[start SOURCE TEXT]

Arrived on November 4 – it was an overnight flight from Africa, so we arrived in South America in the daylight hours. Our entire traveling group was in one apartment complex this month, in the Palermo neighborhood. It was exciting driving through this beautiful city in the bright, spring sunshine. The abundance of trees and greenery was an immediate contrast to Morocco.

General Impression

We were here three years ago and loved it, so we had high expectations. We weren’t disappointed! It’s a fun, vibrant city with lots going on.

The native language is Spanish, but English is widely spoken. We only had to rely on our rudimentary Spanish a few times a day, usually with cab drivers or store clerks.

Buenos Aires is a very green city, with lots of parks and open spaces. Many of the street trees in our Palermo neighborhood were huge, dating back to a city beautification program over 100 years ago. The jacaranda trees were in bloom!

Dinner starts no earlier than 8 here for most, so it tends to be a late lifestyle. The night life is crazy. Barbara and I weren’t big participants, but nightclubs many times aren’t even open until midnight and the fashionable crowds don’t show up until at least 1:00 am. It isn’t unusual for people to be out until 5 or 6 in the morning – not sure when they sleep or work. One morning I went up to do some work poolside at our apartment complex at about 7:30 am and there was a guy sitting by the pool who’d just arrived home from a nightclub.


Grilled meat is the big thing here, and it is good. Beef is most common, but pork, chicken and various sausages are widely available, and all good! It’s similar to Texas – but the local barbeque is called asado and the grill a parrilla.

There’s also significant Italian influence in town and that cuisine is common. But with a city population of nearly 3 million and an overall MSA of over 14 million, just about any type of food can be found.

The Rio de la Plata

Buenos Aires is a port city. The Rio de la Plata is the primary waterway that separates Argentina from Uruguay. The Rio is very wide and carries heavy sediments, as well as pollutants, from upriver, so there are no real beaches near Buenos Aires. Even though it has vast waterfront, it has not been developed as a public amenity. In fact, the domestic airport is located right along the water. One of the largest delta systems in the world is located an hour or so upriver from the city.

[end SOURCE TEXT]

DIRECTIONS:
(a) According to the Buenos Aires text, what is the local barbecue called?
(b) Count the lines of the entries that contain the string "plastic", treating uppercase and lowercase as different, and give only the number.
The Buenos Aires text and the entries have nothing to do with each other.

[start EXTRACTED MATERIAL]

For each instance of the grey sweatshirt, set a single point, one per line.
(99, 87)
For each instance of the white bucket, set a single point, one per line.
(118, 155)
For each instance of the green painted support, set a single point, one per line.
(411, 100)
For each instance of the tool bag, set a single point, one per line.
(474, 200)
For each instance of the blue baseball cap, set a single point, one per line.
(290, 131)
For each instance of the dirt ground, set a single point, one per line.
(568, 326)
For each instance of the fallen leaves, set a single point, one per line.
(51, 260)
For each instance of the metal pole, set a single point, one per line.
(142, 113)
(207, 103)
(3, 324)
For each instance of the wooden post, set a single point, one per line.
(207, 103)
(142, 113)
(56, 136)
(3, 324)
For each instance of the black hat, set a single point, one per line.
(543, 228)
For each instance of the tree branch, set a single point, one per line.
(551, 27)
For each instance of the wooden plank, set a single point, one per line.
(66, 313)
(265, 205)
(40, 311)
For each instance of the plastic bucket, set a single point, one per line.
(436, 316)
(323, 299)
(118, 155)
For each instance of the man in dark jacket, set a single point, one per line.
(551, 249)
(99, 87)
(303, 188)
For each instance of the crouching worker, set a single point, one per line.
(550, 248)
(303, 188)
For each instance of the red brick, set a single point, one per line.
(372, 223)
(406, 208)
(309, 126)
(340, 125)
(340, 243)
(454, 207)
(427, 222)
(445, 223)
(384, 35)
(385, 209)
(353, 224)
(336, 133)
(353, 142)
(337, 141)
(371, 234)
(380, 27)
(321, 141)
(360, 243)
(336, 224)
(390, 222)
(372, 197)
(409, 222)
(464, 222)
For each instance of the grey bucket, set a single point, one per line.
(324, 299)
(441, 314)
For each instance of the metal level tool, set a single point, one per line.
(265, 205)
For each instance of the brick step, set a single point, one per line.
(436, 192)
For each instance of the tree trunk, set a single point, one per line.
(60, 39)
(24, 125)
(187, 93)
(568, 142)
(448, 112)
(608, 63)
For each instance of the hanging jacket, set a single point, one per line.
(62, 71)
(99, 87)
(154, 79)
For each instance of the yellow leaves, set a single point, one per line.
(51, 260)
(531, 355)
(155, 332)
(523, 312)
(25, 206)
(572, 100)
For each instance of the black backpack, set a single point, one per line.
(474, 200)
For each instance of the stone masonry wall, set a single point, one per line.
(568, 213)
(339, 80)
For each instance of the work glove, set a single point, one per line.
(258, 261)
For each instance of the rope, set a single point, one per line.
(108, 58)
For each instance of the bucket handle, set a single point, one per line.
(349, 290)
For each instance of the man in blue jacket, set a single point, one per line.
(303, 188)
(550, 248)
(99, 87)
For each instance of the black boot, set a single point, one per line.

[end EXTRACTED MATERIAL]
[start EXTRACTED MATERIAL]

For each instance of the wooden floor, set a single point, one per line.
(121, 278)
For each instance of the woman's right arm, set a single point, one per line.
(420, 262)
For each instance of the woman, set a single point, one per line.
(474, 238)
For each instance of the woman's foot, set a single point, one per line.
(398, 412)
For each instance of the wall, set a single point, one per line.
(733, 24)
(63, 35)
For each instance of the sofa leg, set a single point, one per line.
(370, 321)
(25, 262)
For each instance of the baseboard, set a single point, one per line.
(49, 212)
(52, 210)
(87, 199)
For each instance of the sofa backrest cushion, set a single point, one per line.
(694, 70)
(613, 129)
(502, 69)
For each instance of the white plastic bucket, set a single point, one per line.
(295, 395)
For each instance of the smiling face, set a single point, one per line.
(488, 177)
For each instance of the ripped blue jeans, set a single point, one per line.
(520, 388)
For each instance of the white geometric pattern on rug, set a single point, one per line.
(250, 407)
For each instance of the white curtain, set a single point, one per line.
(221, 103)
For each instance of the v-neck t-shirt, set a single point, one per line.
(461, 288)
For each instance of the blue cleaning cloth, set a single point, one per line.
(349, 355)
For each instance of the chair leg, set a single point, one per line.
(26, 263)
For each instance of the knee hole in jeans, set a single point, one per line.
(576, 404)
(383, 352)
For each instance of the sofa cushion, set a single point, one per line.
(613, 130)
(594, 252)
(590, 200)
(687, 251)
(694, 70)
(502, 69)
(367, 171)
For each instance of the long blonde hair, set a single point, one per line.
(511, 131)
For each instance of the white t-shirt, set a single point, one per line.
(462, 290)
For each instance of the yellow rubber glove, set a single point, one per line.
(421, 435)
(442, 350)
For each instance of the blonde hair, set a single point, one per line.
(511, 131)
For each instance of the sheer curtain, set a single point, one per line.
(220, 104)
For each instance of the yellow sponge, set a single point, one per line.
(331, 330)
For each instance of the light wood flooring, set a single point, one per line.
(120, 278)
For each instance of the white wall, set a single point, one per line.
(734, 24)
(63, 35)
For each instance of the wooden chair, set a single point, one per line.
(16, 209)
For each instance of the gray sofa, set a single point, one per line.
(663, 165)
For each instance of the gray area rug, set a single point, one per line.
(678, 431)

[end EXTRACTED MATERIAL]
[start EXTRACTED MATERIAL]

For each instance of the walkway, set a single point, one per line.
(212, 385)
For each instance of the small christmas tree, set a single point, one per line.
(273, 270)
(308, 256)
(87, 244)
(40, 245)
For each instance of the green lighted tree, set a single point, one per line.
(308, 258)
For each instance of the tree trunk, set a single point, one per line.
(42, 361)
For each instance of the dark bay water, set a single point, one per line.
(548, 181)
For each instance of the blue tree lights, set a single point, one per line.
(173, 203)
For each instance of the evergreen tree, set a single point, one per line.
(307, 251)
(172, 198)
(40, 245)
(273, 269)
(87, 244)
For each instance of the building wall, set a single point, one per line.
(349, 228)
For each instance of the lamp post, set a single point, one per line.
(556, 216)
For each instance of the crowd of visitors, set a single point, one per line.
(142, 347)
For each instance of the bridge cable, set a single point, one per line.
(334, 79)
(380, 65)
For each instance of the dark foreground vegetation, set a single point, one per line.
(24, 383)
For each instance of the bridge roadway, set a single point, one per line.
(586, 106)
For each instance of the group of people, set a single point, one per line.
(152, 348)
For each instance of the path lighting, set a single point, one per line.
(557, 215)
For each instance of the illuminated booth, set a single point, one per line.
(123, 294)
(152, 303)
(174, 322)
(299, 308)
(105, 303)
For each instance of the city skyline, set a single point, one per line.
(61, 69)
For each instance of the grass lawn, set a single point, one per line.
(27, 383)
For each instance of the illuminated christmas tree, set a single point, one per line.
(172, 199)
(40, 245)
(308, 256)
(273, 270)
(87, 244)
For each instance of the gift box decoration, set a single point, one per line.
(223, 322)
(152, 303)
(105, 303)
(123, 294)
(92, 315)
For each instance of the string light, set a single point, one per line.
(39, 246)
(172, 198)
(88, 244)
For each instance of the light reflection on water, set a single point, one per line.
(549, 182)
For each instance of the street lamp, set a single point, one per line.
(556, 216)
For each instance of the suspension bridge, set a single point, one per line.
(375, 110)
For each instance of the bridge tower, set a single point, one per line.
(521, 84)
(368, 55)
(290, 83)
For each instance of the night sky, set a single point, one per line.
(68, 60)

[end EXTRACTED MATERIAL]

RESULTS OF THE TASKS:
(a) Asado.

(b) 2